What this task involves
Skip the images and return the records below exactly.

Region pointing data
★ ★ ★ ★ ★ ★ ★

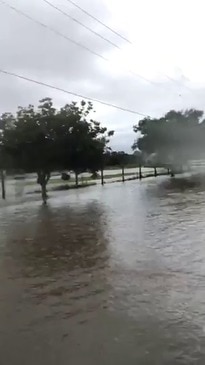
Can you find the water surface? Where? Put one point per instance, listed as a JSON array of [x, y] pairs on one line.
[[107, 275]]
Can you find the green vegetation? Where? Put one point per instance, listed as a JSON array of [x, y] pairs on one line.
[[172, 140], [45, 139]]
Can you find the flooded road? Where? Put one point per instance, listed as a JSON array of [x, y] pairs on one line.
[[112, 275]]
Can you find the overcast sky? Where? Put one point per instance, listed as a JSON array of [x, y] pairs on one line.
[[167, 37]]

★ ★ ★ ★ ★ ★ ★

Answer for the task
Can you find the water surface? Where? Put one point per instance, listed as a JSON array of [x, y] pairs on one line.
[[107, 275]]
Can you find the green vegetation? Where? Put one point per instance, listed as a JSON array of [x, y] pairs on one line.
[[172, 140], [45, 139]]
Can you find the flooded road? Where? Put one point per instance, listed as a JSON array of [x, y] pairs on one line.
[[112, 275]]
Can you find the overcast sky? Where? Put one point per instance, listed as a JSON array of [x, y] pairs on one line.
[[167, 37]]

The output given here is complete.